* **Exercise prompt**
From the entries below, please output exactly the lines starting at the one containing "Target: plastic lid" and ending at the one containing "[[131, 289], [1047, 749], [411, 696], [855, 211]]", both included.

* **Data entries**
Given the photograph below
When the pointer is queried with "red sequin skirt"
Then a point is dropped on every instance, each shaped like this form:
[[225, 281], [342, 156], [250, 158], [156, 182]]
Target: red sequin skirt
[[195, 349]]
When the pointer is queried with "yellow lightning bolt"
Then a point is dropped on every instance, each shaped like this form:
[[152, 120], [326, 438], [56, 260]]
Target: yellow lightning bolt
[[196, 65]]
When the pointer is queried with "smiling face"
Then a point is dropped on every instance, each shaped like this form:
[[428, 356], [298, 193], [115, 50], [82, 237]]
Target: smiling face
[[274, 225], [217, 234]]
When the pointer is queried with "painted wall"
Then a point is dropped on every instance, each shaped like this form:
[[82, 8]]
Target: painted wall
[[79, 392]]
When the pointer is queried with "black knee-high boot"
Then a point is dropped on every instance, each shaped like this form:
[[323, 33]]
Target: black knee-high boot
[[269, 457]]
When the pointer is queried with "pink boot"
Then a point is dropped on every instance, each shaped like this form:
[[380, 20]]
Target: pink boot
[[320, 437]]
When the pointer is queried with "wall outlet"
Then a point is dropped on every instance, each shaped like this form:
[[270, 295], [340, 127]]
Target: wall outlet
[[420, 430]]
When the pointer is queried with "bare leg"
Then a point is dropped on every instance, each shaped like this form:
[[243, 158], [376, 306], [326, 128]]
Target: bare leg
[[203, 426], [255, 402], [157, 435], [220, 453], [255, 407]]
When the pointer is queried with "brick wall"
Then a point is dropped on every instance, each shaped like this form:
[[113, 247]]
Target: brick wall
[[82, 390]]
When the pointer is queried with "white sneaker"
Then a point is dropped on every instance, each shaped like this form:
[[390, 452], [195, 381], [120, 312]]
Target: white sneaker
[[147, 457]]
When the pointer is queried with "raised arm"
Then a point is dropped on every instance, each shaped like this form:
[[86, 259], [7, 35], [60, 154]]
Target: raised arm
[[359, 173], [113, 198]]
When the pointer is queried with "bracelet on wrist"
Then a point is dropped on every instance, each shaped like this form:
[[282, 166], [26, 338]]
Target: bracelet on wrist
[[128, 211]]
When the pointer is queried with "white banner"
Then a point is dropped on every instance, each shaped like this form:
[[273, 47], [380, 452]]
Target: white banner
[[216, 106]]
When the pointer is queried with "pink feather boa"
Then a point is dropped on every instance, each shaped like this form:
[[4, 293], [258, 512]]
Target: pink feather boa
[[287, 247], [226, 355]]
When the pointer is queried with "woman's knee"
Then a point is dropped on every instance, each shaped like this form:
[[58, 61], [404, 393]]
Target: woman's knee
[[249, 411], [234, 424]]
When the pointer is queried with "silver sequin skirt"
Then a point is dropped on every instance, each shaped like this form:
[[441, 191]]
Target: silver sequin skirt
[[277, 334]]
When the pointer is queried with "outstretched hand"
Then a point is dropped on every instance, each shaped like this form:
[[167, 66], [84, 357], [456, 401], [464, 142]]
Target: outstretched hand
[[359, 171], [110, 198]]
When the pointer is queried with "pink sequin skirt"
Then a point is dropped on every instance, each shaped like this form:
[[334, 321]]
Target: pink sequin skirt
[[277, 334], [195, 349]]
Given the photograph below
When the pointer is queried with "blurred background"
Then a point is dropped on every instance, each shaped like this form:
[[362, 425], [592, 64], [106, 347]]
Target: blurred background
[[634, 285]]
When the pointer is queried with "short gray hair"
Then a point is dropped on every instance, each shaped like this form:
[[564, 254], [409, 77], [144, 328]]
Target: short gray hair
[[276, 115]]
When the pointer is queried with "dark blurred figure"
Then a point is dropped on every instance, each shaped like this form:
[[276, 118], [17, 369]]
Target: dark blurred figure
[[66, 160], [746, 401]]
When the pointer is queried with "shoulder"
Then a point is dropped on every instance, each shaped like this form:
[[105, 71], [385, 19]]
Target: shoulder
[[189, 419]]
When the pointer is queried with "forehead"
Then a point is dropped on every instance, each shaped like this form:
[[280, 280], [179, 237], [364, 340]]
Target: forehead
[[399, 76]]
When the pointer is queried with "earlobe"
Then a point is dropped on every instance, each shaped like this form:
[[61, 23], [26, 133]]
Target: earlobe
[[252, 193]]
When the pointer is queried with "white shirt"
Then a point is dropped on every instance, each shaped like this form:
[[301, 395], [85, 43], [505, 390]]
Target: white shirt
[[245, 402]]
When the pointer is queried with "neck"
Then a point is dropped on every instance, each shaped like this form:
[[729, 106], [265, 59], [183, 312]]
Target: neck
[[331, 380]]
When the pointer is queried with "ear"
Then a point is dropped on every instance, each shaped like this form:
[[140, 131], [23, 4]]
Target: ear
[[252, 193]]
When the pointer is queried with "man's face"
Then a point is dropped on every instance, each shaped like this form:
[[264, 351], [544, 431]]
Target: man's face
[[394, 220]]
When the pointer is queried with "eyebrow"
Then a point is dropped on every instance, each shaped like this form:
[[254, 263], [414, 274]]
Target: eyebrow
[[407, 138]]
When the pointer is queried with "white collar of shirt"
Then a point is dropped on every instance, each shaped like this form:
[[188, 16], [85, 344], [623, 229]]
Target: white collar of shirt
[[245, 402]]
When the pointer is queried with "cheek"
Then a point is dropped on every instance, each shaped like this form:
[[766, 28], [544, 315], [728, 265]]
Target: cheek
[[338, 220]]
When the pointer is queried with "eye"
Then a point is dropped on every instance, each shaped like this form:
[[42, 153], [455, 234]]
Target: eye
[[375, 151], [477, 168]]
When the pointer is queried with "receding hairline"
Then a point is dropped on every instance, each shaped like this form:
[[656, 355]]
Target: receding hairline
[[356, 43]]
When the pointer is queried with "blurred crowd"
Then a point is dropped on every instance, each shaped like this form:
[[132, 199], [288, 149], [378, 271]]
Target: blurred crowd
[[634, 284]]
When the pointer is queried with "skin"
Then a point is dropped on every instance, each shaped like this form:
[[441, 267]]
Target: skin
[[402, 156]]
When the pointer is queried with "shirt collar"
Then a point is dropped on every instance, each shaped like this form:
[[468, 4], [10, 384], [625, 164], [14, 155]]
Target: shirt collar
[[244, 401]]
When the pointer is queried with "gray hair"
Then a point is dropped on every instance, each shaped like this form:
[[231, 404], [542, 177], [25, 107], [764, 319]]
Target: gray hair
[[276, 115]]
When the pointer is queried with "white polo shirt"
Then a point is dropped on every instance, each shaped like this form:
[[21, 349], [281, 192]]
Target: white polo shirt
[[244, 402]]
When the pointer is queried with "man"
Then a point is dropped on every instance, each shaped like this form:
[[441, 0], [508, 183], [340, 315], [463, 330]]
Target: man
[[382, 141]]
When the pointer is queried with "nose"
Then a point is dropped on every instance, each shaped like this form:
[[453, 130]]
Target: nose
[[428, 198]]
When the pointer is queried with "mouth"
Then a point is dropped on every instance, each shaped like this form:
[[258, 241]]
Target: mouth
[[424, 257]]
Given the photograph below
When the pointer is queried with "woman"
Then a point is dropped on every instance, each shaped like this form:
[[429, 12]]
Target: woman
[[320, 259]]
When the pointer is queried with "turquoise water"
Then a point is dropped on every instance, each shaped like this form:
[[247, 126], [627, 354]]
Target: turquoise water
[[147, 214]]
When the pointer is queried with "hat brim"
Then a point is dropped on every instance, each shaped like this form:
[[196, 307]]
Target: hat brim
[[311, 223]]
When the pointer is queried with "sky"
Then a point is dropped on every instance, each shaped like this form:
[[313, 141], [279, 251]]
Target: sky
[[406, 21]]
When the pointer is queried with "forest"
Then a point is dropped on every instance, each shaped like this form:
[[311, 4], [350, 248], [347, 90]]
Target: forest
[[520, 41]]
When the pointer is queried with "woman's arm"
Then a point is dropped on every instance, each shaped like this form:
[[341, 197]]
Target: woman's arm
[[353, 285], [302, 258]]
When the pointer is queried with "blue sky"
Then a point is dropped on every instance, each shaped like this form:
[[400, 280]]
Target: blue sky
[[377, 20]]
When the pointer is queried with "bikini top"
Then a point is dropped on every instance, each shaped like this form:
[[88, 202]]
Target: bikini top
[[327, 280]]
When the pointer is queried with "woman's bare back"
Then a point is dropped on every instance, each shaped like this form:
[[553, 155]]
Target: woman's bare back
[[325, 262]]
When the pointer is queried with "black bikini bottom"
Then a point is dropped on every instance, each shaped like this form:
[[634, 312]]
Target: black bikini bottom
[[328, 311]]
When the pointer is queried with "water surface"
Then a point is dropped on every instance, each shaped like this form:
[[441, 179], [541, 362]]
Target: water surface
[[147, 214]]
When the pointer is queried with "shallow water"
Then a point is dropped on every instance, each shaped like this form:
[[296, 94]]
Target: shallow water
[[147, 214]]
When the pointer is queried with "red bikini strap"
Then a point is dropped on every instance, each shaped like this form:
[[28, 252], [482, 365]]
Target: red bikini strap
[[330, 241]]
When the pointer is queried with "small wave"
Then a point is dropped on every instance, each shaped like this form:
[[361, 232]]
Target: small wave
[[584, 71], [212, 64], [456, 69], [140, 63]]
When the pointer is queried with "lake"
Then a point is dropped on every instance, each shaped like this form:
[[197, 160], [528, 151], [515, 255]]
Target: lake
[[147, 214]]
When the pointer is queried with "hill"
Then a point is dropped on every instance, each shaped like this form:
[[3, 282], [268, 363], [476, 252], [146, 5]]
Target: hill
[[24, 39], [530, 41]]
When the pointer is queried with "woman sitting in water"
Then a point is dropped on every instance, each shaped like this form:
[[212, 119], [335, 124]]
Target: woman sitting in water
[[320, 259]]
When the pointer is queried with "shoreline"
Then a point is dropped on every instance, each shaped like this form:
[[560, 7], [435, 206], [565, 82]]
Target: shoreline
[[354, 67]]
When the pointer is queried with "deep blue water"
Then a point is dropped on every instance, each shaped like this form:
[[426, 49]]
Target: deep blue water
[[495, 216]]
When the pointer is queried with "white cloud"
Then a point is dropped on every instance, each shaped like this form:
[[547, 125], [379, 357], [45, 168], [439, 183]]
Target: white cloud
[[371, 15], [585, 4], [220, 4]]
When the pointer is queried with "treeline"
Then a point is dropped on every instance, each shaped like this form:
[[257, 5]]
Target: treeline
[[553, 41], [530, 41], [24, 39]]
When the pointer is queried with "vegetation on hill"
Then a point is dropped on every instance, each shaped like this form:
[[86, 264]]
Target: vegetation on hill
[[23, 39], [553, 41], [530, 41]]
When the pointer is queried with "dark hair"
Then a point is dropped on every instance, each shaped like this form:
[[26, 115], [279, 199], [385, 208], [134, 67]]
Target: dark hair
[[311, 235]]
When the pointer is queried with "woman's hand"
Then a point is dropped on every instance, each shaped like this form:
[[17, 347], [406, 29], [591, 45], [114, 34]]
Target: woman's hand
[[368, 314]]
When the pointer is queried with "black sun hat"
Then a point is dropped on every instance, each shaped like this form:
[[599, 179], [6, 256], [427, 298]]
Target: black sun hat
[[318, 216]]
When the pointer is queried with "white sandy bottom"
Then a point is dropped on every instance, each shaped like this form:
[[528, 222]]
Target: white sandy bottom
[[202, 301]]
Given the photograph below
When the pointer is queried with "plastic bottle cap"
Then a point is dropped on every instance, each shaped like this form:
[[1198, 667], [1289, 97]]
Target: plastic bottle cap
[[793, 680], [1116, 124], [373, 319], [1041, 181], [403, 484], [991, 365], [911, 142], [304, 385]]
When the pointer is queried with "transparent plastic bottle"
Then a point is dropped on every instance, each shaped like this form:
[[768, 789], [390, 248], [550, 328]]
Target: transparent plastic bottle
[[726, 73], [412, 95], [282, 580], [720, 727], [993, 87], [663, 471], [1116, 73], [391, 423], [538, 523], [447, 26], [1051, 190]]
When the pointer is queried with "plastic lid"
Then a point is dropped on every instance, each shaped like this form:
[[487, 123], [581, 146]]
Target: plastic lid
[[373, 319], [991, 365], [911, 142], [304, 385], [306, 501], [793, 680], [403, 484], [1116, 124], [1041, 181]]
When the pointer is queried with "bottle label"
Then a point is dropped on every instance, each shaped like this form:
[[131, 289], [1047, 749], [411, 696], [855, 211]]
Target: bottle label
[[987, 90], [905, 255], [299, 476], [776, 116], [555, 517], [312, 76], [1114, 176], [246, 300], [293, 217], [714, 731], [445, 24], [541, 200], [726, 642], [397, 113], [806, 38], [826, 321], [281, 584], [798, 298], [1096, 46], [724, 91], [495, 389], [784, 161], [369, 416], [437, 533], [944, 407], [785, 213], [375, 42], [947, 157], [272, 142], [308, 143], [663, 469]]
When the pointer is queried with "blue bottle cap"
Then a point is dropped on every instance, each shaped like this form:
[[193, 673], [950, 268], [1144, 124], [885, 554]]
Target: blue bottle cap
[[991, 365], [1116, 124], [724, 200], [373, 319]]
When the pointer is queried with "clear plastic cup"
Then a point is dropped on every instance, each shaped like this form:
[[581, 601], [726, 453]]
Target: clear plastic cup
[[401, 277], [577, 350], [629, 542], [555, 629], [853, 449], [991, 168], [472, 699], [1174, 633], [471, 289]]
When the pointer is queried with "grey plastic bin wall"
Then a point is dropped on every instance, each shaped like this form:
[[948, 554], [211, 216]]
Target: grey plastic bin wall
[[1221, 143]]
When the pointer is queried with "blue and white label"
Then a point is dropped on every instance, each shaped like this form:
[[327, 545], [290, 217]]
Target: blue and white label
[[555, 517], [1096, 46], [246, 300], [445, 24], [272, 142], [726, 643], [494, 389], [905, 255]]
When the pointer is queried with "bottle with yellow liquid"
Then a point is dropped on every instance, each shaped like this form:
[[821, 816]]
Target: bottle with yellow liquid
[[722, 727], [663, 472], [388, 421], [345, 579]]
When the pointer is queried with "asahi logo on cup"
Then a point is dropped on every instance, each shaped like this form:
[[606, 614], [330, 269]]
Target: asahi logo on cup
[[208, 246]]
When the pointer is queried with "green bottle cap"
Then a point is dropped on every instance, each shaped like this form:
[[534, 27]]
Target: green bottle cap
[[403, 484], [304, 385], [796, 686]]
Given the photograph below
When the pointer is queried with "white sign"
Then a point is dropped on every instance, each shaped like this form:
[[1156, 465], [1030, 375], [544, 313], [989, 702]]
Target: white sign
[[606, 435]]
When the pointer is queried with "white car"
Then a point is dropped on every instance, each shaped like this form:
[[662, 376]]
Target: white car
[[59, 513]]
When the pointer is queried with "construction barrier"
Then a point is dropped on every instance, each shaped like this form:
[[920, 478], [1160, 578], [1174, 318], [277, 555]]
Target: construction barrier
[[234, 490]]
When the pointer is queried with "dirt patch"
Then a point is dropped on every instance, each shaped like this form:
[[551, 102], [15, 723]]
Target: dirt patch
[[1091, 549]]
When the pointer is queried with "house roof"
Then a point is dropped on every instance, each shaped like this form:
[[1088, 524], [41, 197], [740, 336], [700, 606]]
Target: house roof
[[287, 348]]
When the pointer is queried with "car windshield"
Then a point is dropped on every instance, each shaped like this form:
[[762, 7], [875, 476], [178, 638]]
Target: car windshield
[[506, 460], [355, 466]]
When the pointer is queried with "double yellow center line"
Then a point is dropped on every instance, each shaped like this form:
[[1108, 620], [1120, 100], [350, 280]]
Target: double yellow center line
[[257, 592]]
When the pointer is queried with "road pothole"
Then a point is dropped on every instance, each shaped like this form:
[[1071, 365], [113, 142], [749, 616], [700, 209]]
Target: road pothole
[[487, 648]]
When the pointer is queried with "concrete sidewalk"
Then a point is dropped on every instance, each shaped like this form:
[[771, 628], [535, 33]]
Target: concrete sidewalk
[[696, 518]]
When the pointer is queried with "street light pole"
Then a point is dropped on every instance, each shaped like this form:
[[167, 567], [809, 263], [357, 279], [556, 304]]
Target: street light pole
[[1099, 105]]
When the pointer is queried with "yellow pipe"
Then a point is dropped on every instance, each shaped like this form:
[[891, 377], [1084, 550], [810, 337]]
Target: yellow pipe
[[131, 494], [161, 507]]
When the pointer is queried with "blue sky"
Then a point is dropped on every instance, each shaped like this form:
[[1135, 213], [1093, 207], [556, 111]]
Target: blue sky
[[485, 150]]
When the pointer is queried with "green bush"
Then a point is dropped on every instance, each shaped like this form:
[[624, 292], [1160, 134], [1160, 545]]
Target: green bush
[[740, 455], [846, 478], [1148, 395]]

* **Final answer**
Target: plastic lid
[[373, 319], [991, 365], [911, 142], [304, 385], [306, 501], [793, 680], [403, 484], [1116, 124], [1041, 181]]
When the pointer is queried with "bottle label"
Then a point is dropped on every instance, each shaped like this form:
[[131, 289], [1047, 749], [411, 696], [855, 211]]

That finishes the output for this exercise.